# TASK DESCRIPTION
Reproduce verbatim the lines of the data below, starting with the line that contains "denim jeans, the" and continuing through the last line of the data, both ends inclusive.

## START EXERCISE INPUTS

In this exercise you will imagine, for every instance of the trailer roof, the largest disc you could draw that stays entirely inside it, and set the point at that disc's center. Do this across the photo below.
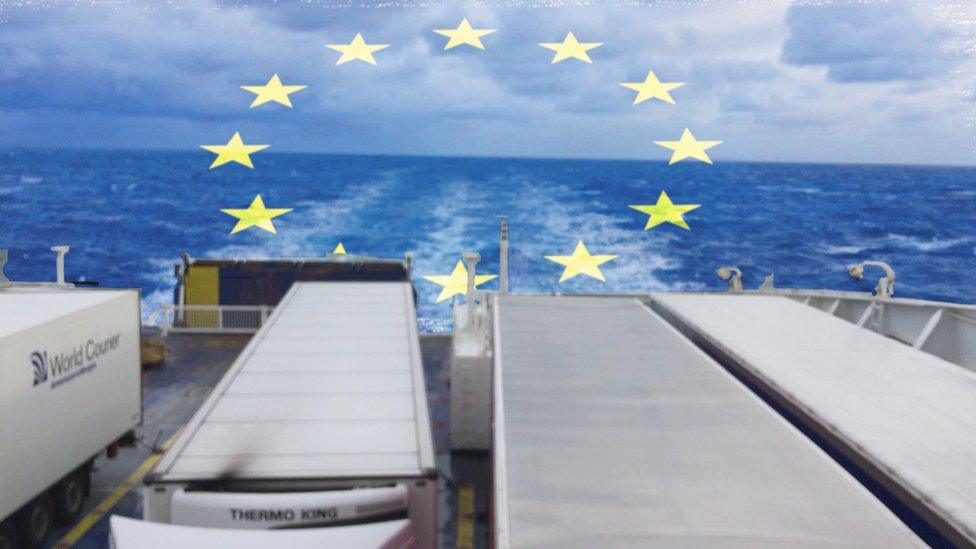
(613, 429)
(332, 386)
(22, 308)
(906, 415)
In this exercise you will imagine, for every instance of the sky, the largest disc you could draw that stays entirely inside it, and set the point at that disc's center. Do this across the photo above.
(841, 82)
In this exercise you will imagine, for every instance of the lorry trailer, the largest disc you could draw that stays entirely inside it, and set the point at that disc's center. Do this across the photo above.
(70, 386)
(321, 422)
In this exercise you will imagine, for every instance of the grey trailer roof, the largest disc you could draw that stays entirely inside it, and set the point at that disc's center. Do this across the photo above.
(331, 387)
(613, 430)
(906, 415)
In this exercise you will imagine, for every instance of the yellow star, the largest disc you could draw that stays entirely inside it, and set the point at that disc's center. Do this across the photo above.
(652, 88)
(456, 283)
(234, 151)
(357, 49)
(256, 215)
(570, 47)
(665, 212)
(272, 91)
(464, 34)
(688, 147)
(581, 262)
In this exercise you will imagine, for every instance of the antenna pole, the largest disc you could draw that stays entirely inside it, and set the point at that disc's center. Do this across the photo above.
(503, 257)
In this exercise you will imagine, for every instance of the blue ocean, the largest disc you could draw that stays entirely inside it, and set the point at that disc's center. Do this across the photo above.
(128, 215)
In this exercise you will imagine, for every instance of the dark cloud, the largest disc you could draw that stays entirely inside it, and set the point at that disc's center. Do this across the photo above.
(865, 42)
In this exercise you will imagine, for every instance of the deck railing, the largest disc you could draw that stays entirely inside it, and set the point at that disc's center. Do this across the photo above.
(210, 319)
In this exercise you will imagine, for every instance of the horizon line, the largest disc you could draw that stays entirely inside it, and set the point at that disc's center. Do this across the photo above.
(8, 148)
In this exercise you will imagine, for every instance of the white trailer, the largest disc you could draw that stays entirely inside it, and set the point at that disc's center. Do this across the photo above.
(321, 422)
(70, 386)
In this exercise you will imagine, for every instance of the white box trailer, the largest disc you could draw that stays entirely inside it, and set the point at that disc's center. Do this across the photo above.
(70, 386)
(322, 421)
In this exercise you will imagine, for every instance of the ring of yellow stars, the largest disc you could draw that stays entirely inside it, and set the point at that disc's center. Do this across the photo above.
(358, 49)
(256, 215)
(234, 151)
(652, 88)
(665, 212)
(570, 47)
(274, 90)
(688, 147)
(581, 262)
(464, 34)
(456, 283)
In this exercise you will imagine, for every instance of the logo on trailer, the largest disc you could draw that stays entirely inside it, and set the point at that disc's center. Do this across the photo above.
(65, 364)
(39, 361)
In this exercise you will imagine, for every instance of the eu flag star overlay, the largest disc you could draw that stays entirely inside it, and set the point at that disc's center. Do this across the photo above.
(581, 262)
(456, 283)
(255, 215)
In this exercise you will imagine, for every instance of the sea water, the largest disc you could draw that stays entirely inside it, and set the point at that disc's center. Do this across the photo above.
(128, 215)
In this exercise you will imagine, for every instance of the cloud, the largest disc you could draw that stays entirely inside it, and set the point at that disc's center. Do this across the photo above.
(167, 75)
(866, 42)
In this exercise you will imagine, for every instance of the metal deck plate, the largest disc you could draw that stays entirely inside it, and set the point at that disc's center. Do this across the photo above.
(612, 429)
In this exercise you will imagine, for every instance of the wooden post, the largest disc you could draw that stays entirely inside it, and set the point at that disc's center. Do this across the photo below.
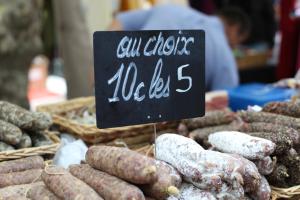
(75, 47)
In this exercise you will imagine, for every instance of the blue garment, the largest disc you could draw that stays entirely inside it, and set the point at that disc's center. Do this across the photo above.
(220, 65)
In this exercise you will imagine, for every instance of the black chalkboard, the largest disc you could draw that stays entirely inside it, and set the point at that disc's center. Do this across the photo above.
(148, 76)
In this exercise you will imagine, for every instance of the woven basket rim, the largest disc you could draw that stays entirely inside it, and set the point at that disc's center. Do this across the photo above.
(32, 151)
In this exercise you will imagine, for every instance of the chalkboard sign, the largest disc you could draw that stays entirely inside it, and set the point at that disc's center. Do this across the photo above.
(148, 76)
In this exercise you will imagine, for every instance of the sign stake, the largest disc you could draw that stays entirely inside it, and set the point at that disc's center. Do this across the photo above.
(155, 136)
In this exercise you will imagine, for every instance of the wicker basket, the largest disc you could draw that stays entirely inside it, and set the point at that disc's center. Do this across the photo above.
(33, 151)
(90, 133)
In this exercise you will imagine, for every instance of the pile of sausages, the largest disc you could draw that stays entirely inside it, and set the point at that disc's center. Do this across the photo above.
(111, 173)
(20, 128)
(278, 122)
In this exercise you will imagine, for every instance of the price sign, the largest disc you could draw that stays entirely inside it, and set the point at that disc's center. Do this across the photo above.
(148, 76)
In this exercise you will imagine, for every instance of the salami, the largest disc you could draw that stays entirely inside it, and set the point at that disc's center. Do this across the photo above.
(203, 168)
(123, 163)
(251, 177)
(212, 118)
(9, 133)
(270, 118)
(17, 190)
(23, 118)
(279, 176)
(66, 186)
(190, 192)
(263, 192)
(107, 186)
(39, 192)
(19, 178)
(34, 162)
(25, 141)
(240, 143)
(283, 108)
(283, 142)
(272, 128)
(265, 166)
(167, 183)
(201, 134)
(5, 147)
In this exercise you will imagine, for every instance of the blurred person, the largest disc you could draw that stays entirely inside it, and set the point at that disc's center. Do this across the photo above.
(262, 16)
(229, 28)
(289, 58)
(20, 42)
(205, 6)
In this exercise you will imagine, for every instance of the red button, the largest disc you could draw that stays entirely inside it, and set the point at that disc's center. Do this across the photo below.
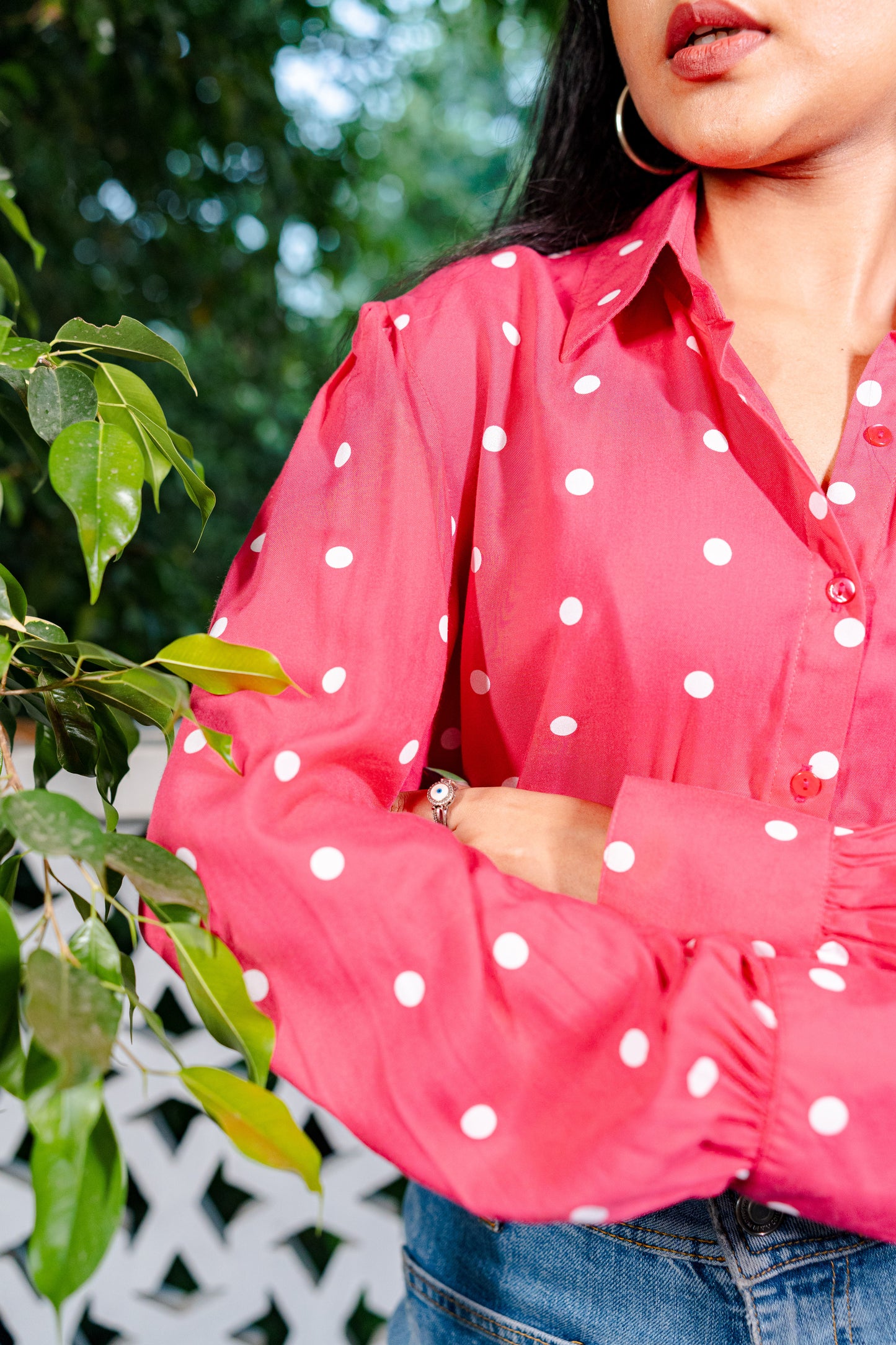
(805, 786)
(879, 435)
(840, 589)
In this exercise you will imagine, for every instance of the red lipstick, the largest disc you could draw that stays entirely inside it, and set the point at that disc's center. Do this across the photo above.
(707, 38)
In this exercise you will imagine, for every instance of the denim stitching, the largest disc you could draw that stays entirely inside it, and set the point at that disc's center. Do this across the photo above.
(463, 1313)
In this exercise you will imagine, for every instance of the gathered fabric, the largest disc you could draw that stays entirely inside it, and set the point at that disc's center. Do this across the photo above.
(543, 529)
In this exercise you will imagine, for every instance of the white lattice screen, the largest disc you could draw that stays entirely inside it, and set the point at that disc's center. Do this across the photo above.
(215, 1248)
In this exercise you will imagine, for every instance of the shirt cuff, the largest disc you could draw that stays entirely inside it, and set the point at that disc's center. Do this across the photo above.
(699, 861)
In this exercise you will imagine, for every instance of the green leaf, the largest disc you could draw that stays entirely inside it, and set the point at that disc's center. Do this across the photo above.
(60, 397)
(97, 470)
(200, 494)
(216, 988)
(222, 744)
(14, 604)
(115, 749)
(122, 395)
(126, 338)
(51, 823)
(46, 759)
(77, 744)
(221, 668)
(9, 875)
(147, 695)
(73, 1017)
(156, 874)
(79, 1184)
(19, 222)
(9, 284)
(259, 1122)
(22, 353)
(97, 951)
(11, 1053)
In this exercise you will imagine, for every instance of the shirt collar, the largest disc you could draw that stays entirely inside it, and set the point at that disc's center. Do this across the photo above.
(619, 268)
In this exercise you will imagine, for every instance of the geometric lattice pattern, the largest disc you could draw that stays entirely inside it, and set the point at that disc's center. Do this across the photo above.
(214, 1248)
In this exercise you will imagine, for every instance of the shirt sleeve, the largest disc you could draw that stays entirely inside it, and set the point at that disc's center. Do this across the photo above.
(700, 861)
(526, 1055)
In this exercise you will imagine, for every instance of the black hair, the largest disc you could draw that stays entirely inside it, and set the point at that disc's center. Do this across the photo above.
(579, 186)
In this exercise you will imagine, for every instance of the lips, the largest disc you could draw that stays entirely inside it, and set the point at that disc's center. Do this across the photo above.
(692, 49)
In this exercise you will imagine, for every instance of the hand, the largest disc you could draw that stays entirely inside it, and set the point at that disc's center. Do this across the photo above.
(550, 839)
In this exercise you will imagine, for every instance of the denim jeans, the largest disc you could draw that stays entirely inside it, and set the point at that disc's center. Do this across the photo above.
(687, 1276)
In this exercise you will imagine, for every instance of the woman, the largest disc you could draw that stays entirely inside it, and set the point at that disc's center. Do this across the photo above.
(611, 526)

## END EXERCISE INPUTS

# EXERCISE RESULT
In this exercise you will imagine, for every instance of the denim jeans, the largest disc you could draw that stays entirely inside it, and set the point at that disc's center. Do this across the photo above.
(687, 1276)
In this exercise you will imagine, for every instance of the woman, the largest disc you could draw that stays entirely inside it, and set the point at that disc's center. Do this across the photo above.
(611, 526)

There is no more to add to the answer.